-- START OF Entries provided --

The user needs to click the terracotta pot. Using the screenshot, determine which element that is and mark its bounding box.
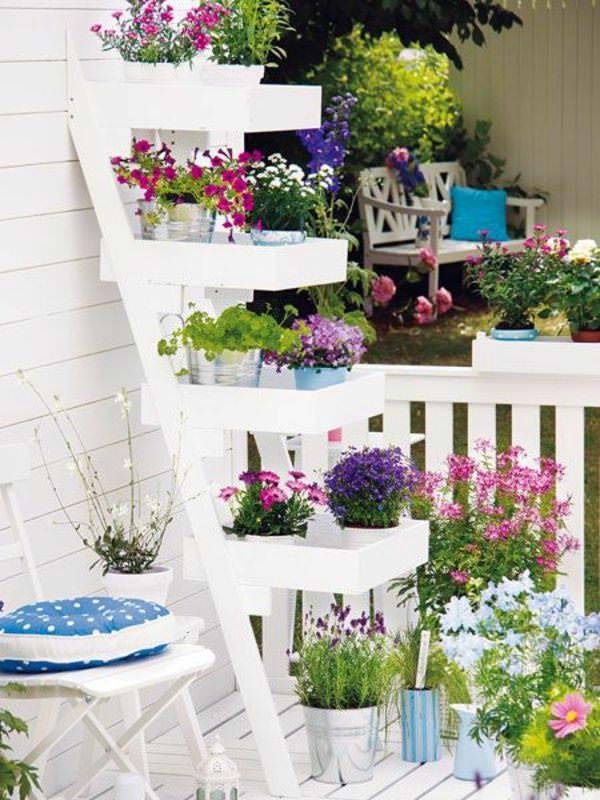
[571,331,600,344]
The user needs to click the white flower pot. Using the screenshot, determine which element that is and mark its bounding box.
[104,566,173,606]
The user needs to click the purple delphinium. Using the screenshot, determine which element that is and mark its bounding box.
[325,447,418,528]
[265,314,366,370]
[297,92,358,192]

-- END OF Entries provided --

**Exercise requirements**: Output all of the entries above word for word, leaving out the pictures.

**Complete output**:
The user needs to click the terracotta pot. Using the screenshot, determine which element that is and mark its bounding box.
[571,331,600,344]
The user needs to click the white flower pot. Using the screenshot, determine which element that is and mark its bounding box.
[104,566,173,606]
The user needs to click the purple delphinium. Using the screenshot, determine which element that is and mark its bounding box.
[325,447,418,528]
[265,314,366,370]
[297,92,358,192]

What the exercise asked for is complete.